→ Stated exercise
Quote the whole listing word for word. Do not include the pictures.

(Dataset records)
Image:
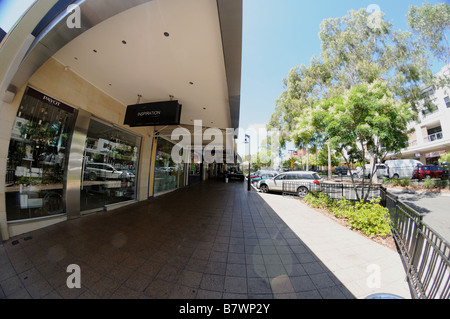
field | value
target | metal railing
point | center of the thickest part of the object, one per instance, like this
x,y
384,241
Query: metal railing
x,y
334,190
425,254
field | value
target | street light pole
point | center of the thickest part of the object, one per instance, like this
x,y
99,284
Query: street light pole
x,y
249,160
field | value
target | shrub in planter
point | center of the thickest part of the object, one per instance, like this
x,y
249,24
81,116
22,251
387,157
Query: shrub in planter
x,y
370,218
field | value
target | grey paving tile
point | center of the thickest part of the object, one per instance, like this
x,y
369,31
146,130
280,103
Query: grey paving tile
x,y
228,244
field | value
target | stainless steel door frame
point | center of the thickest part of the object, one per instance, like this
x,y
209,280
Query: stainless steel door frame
x,y
75,165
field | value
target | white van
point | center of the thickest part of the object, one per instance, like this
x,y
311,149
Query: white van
x,y
402,168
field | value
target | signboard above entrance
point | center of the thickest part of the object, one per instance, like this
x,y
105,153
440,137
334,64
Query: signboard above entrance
x,y
153,114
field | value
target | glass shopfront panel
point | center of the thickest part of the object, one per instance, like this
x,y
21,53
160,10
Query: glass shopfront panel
x,y
109,167
168,175
37,157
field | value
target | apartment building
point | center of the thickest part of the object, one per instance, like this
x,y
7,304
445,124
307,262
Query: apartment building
x,y
430,136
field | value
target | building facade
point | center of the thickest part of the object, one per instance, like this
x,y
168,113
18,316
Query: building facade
x,y
69,71
430,136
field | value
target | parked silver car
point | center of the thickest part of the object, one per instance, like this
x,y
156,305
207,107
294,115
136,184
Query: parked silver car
x,y
303,181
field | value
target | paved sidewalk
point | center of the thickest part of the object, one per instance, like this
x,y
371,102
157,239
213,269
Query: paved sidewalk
x,y
365,267
208,241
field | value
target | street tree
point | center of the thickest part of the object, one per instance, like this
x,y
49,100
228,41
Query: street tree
x,y
366,121
431,23
360,48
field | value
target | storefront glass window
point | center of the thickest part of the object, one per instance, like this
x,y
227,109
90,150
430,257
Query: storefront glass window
x,y
37,157
109,167
168,175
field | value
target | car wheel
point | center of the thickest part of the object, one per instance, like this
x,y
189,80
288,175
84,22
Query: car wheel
x,y
264,188
302,191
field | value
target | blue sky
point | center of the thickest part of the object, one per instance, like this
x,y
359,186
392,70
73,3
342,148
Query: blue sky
x,y
11,11
279,35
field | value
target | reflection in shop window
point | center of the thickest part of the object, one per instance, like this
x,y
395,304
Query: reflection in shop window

→ Exercise response
Image:
field | value
target | metal railing
point | center of the thickest part of the object, one per instance, like this
x,y
384,241
Query: metal railing
x,y
334,190
425,254
field | value
target | street light pole
point | center of the thickest part of the object, one per instance, like this
x,y
99,284
Query: street light pole
x,y
249,160
field | value
target | shrub in planter
point | center of the thickest part of the object, one per instance, like this
x,y
249,24
81,116
22,251
387,157
Query: shrub in planter
x,y
370,218
field | value
target | grey paving tile
point | center of the thickest part of the object, one per instance, like this
x,y
369,31
146,130
280,103
Query: grey paving tile
x,y
228,244
field | value
target | stainless steel door frame
point | center of the thickest part of the object, one per instance, like this
x,y
209,280
Query: stainless steel door frame
x,y
75,165
field | value
target | white van
point | center of the thickest part of the object, one per instance, like this
x,y
311,149
Query: white van
x,y
402,168
field | value
target | signboard above entrance
point | center of the thickest part of the object, one per instance, like this
x,y
105,153
440,137
334,64
Query: signboard above entrance
x,y
153,114
field | value
target | glass shopfront panel
point | center of the thickest part of the object, one per instance, like this
x,y
21,53
160,10
Query: glass shopfront panel
x,y
109,167
168,175
37,157
field | value
target | apartment building
point | center of the thickest part of the object, one per instance, like this
x,y
7,304
445,124
307,262
Query: apartment building
x,y
430,136
field | value
target | building facade
point | center of the thickest part of the object, one per instance, like this
x,y
168,113
18,316
Query: building facade
x,y
69,71
430,136
field | value
target | parked silver car
point | center of the thickest part of the object, one per instance, like this
x,y
156,305
207,107
294,115
136,184
Query: parked silver car
x,y
303,181
field | value
target | paved sidewalk
point | center of the thickest part of the object, one per instance, like this
x,y
371,102
157,239
213,269
Query: paved sidewalk
x,y
365,267
208,241
field | value
target | street tree
point | center of the thickest part of the object, one per instance, like this
x,y
49,100
228,41
Query: street tree
x,y
366,121
431,23
360,48
field | value
target | storefront glass window
point | center of the thickest part of the object, one per instance, like this
x,y
227,109
90,150
430,257
Query: storefront glass window
x,y
37,157
109,167
168,175
field | value
target | car wheel
point | center of the thickest part of the object, one per instance, like this
x,y
189,80
288,175
84,22
Query: car wheel
x,y
264,188
302,191
field | value
target | blue sky
point | center of the thickest part of the object, one per instance, like this
x,y
359,186
392,70
73,3
342,148
Query: blue sky
x,y
11,11
279,35
field | value
target | reflection in shop window
point | center of the thickest part of the object, one per instance, like this
x,y
395,304
Query: reflection in shop window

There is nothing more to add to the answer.